== What is expected ==
List each line of the rows below that contains the string "wall". Copy every such line in full.

--- Materials provided ---

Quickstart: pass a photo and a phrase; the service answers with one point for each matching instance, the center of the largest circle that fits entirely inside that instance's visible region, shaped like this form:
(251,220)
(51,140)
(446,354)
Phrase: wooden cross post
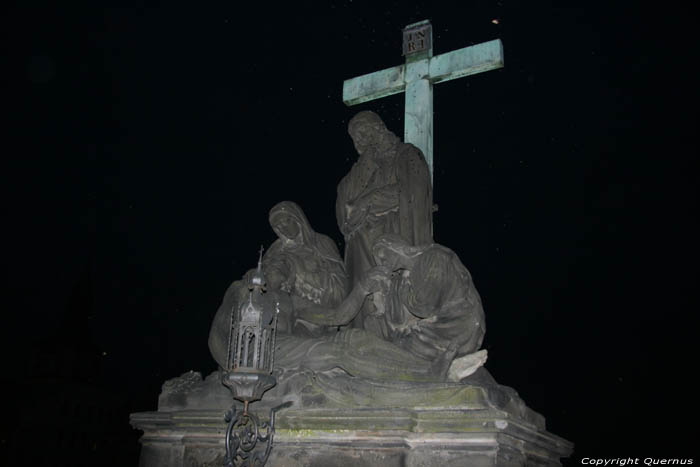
(416,78)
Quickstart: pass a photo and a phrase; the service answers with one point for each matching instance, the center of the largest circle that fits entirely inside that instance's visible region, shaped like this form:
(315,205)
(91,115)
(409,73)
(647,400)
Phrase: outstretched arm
(340,316)
(349,308)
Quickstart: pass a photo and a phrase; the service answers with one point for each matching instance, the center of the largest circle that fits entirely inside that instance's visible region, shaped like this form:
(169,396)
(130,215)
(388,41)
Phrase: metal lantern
(248,373)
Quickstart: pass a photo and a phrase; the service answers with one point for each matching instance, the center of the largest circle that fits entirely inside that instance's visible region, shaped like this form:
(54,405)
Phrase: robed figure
(388,190)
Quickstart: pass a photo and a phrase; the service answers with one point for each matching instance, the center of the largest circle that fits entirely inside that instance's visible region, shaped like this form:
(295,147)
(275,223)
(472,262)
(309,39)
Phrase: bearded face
(372,140)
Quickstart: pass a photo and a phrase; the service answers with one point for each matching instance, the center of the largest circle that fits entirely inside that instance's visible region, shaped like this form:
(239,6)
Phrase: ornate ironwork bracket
(243,433)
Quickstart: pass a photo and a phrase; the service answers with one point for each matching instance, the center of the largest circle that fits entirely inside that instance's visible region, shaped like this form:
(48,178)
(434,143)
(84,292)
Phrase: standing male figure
(388,190)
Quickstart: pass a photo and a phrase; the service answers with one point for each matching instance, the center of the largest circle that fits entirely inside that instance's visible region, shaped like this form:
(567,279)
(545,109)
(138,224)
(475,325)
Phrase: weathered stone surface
(474,436)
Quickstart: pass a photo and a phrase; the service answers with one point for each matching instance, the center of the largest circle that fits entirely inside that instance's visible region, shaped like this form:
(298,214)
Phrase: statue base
(476,426)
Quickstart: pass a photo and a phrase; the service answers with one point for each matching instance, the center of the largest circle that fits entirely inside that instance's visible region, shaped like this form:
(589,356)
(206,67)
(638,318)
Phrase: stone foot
(465,366)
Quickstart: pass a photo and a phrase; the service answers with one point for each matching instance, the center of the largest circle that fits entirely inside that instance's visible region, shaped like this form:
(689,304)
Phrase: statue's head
(392,251)
(285,220)
(367,130)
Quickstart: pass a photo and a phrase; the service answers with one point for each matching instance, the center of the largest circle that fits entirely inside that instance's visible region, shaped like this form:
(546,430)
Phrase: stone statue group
(397,307)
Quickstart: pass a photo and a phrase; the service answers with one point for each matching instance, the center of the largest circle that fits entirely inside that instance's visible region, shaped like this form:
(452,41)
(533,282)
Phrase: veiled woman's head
(288,221)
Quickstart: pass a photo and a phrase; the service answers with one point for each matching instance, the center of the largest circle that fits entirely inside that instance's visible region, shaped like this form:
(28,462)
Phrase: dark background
(145,145)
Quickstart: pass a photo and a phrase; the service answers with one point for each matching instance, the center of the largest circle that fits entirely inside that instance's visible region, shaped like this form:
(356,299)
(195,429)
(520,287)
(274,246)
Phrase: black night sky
(146,144)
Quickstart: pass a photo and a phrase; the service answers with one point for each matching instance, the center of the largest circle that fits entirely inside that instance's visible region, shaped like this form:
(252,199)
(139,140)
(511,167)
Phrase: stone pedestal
(480,427)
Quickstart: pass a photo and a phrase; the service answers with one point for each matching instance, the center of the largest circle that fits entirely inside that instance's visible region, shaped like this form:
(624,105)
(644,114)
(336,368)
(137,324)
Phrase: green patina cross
(416,78)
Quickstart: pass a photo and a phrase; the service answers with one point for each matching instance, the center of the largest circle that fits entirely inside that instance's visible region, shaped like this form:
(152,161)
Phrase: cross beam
(416,78)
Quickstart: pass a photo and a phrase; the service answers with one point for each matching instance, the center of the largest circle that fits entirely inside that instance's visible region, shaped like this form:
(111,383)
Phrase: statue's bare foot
(441,365)
(465,366)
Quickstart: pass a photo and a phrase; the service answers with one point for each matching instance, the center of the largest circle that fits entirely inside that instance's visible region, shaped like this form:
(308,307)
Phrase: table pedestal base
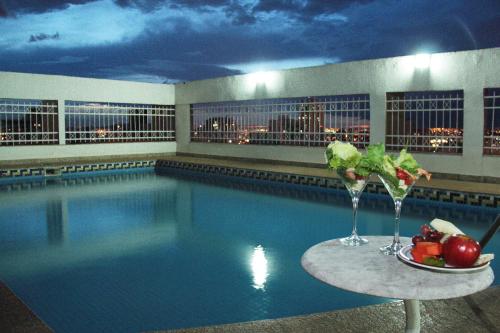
(412,309)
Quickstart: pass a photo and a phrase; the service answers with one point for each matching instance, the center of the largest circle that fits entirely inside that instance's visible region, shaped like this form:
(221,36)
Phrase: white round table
(365,270)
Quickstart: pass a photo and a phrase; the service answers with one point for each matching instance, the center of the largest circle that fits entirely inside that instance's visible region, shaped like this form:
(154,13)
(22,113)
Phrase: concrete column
(182,125)
(61,121)
(378,117)
(473,127)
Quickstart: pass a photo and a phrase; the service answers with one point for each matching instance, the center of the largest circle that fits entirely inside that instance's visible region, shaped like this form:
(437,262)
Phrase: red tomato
(461,251)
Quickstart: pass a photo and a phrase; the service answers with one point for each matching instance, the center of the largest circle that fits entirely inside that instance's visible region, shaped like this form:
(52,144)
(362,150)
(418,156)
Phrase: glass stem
(355,200)
(397,206)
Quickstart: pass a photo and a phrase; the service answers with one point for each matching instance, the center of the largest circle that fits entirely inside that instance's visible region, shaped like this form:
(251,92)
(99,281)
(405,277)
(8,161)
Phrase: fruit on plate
(461,251)
(446,227)
(436,246)
(430,248)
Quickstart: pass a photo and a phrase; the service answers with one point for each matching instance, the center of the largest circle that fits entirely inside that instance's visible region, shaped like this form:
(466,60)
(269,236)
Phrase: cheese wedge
(484,258)
(445,227)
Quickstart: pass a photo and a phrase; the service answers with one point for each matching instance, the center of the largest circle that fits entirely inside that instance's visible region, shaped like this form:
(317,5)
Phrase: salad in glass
(345,159)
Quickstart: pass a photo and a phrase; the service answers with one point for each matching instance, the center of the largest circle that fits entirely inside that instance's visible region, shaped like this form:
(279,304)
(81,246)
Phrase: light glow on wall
(422,61)
(266,78)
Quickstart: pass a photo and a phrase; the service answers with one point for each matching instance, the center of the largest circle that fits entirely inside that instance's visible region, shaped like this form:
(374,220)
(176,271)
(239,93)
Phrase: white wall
(61,88)
(470,71)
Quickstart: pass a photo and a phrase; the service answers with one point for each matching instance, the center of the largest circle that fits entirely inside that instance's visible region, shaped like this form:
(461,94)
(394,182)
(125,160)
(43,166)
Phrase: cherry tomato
(425,230)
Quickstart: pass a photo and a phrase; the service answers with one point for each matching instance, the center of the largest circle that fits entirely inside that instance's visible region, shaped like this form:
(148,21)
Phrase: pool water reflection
(138,252)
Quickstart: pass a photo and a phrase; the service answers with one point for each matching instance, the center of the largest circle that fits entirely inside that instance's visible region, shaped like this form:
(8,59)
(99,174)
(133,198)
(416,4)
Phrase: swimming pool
(138,252)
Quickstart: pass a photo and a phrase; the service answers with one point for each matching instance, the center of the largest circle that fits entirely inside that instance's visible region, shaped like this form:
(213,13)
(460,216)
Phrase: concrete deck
(476,313)
(438,182)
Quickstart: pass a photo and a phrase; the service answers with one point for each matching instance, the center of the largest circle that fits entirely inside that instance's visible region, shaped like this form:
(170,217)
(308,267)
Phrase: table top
(364,269)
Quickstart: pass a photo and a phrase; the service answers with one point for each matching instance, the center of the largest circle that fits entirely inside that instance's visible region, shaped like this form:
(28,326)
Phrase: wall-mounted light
(262,77)
(422,61)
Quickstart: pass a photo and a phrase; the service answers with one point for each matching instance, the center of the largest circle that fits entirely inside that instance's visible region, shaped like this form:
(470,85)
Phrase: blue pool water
(138,252)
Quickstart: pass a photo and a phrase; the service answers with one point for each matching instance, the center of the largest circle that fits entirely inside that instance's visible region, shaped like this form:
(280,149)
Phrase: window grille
(28,122)
(95,122)
(491,141)
(305,121)
(430,121)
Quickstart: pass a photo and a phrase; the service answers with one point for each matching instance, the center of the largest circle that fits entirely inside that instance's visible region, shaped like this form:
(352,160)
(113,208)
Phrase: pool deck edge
(15,316)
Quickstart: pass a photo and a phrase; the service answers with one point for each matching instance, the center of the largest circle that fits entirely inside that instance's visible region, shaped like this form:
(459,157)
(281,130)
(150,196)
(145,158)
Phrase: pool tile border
(449,196)
(54,171)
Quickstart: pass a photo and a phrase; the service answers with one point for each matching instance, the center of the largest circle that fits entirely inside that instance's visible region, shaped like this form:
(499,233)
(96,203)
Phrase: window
(93,122)
(491,141)
(430,121)
(305,121)
(28,122)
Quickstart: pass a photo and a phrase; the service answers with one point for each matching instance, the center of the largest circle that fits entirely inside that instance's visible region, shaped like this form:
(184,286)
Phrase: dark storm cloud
(42,36)
(239,14)
(307,10)
(14,7)
(204,39)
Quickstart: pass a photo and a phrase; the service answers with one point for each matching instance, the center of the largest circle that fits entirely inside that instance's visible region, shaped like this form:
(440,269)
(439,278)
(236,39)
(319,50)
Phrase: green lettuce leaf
(372,161)
(340,155)
(406,161)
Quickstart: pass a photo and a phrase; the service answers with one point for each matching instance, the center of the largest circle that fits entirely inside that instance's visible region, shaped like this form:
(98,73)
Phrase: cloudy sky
(184,40)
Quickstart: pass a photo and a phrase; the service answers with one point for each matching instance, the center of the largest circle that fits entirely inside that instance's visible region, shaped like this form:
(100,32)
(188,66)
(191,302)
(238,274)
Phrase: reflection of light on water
(259,267)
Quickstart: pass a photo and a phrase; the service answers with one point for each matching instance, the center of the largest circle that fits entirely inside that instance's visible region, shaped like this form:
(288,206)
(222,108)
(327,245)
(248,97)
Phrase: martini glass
(355,188)
(398,193)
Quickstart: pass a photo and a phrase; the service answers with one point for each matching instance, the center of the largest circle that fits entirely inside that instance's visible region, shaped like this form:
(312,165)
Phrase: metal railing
(491,136)
(28,122)
(429,121)
(96,122)
(305,121)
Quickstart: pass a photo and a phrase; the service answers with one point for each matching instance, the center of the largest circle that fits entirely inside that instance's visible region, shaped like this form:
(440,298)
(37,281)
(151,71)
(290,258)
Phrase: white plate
(405,256)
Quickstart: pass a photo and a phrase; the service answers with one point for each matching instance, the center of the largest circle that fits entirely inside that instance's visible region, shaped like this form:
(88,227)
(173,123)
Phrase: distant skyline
(168,41)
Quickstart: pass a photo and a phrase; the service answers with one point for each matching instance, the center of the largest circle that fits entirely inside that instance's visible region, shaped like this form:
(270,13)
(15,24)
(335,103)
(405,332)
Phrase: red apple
(461,251)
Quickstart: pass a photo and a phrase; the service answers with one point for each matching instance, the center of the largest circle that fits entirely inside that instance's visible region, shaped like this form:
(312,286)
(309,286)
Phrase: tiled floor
(477,313)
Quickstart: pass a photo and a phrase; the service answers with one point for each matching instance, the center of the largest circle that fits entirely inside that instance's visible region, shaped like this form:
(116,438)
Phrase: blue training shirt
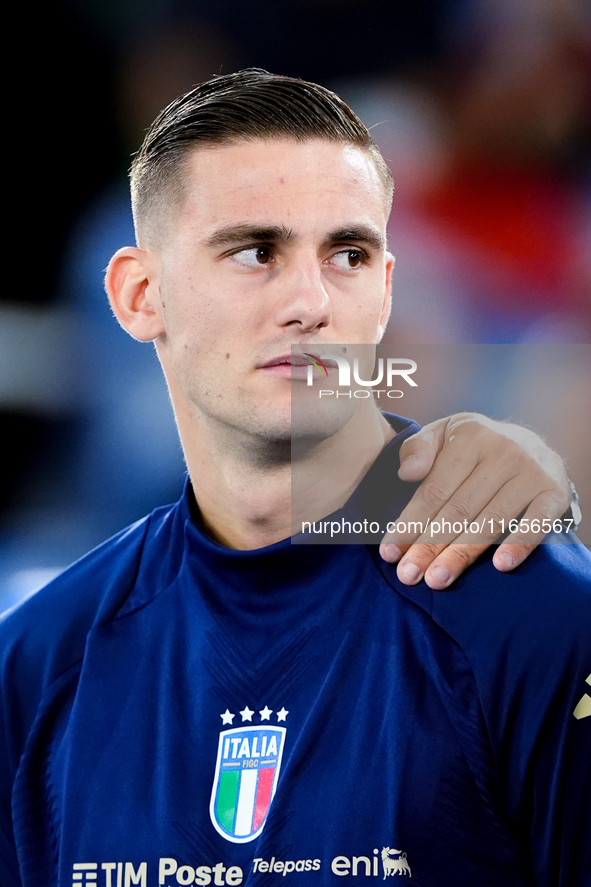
(176,712)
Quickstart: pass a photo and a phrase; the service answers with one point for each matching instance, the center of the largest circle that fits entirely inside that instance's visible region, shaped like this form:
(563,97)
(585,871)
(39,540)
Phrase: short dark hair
(245,106)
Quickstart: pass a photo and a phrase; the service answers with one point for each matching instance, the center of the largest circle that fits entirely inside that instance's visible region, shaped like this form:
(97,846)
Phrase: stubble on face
(222,322)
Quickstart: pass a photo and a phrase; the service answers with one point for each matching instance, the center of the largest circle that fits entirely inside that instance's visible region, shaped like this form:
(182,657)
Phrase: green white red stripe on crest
(246,774)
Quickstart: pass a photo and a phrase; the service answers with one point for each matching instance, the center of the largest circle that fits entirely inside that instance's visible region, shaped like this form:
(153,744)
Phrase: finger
(447,546)
(534,525)
(447,501)
(440,562)
(418,453)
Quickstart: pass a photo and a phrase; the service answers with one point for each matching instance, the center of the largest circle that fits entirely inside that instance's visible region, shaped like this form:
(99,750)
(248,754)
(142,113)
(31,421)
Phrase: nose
(304,302)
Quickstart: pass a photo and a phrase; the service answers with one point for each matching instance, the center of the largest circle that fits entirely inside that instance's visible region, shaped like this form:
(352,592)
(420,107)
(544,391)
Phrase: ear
(132,284)
(386,307)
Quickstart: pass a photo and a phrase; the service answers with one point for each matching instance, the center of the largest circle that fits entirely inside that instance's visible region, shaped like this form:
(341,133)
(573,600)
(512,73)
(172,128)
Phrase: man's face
(278,243)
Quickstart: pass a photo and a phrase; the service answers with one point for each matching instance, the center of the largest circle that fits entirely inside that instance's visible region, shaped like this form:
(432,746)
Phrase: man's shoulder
(48,629)
(549,591)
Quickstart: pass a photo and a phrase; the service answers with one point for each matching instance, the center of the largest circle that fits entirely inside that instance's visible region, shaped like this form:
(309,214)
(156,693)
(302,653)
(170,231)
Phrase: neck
(252,492)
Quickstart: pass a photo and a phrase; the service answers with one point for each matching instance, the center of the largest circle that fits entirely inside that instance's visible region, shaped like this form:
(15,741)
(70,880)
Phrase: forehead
(309,186)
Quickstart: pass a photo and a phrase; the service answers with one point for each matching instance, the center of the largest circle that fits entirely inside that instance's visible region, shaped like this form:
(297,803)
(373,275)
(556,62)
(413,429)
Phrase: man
(200,702)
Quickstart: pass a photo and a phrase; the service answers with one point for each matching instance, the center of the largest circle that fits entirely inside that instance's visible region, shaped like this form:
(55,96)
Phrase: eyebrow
(239,234)
(360,234)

---

== Completed exercise ==
Phrase: light glow on wall
Phrase: white wall
Phrase: wall-mounted light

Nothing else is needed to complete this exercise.